-- BEGIN ITEMS --

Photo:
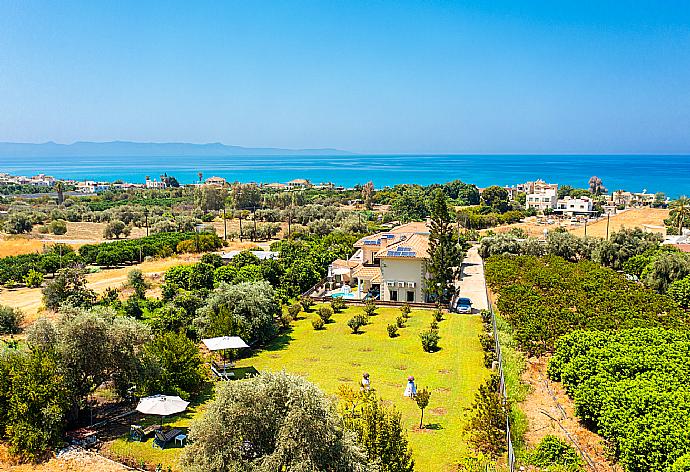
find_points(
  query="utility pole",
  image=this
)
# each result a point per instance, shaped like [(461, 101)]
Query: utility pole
[(608, 221), (225, 224), (254, 219)]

-- END ITEMS --

- _REQUIREMENT_:
Rewrite every line of the entries above, requests included, scaling each point coordinate in the answers by 1.35 and rounding to the nearest whole number, with halves rounding up. Leave the numbers in the requests and their format samples unchanged, and omit the pictures.

- _OUTPUT OF THE TASK_:
Photo:
find_points(
  query="utility pole",
  image=this
)
# each result a point per instance, shaped like [(461, 101)]
Query: utility pole
[(821, 298), (304, 302), (343, 296)]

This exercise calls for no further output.